▶ [What the task asks] State how many lines below contain the string "light", matching case exactly. Give only the number.

▶ [Available data]
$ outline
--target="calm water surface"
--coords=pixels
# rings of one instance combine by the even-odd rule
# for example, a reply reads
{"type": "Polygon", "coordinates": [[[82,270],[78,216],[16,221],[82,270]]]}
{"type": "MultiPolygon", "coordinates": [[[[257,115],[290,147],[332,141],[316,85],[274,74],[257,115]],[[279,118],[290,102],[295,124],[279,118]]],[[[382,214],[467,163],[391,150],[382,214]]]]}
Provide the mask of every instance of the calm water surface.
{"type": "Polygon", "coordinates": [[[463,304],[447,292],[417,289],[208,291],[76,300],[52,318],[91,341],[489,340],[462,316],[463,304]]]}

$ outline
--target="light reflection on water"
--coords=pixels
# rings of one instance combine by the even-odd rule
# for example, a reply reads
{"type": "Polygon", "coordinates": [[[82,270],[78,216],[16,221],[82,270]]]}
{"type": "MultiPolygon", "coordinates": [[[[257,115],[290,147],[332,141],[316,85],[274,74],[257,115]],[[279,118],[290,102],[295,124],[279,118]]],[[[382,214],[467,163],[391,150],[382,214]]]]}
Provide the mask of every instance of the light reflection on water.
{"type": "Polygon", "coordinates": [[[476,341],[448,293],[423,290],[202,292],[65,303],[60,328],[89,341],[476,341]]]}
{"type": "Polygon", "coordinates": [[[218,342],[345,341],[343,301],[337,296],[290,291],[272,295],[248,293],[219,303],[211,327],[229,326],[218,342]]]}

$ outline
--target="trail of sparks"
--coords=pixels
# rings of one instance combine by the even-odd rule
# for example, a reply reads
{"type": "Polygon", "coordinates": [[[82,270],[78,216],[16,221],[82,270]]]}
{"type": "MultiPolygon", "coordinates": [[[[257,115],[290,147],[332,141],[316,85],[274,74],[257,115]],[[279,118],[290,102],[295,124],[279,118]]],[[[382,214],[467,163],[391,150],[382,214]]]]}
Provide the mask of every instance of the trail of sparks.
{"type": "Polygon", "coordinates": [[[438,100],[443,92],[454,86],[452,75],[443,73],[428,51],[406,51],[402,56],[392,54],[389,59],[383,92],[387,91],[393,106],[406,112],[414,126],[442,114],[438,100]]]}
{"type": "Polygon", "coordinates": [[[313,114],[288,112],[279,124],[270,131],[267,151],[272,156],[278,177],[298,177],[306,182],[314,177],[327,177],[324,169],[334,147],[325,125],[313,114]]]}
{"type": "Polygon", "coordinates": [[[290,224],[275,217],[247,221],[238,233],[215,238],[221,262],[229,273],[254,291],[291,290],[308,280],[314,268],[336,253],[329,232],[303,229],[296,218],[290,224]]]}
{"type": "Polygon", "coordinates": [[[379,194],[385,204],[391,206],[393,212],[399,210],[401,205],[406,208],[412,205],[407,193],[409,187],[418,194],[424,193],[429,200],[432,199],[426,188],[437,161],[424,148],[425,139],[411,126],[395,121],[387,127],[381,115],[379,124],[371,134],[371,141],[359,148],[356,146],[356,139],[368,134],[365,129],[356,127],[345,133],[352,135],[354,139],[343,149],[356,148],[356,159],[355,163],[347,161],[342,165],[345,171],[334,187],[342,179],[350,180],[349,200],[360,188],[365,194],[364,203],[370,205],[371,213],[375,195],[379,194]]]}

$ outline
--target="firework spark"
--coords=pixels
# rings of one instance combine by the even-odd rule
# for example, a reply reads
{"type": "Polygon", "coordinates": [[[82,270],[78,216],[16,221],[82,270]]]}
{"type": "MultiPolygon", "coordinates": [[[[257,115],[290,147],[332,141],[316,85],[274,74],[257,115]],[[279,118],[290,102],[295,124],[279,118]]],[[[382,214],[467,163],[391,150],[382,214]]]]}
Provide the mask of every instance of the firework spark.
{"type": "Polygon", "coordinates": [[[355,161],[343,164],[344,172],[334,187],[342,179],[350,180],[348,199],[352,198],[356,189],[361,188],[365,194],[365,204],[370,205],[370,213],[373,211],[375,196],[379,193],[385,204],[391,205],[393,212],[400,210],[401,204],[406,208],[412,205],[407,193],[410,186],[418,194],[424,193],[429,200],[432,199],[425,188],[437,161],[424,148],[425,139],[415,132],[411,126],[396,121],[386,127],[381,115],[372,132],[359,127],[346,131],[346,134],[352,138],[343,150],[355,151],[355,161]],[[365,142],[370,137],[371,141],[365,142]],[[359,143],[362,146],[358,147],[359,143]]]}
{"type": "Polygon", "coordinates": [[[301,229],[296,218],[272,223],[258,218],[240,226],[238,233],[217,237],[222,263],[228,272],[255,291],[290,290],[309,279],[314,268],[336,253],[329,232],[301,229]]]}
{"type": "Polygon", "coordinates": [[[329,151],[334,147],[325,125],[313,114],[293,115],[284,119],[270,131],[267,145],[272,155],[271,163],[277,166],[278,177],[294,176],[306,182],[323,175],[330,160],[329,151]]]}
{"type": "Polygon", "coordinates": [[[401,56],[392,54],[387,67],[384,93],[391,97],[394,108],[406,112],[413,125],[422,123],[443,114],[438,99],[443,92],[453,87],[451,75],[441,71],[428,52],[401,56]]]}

▶ [Answer to the problem] 2